**Goal**
State how many lines in the data below contain the string "Query", with case counting in the match. Give only the number.

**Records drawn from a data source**

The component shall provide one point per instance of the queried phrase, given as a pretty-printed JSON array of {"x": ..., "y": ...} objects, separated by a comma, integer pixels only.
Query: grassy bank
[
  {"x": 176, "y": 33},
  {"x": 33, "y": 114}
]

---

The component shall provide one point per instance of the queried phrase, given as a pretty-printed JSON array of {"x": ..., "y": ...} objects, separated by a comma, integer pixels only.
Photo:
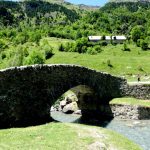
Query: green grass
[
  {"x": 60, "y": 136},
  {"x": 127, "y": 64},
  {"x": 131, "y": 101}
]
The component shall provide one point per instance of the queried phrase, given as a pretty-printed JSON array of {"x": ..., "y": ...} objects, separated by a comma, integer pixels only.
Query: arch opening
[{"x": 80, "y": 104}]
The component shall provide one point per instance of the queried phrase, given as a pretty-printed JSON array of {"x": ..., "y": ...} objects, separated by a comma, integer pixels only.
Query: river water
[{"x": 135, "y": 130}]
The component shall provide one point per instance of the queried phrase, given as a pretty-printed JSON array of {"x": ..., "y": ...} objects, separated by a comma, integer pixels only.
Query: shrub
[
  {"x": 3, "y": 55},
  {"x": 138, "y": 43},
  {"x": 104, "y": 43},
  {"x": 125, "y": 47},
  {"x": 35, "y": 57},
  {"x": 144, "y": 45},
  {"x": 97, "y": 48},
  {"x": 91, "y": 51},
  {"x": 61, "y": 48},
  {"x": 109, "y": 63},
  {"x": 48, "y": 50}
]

**The completed task**
5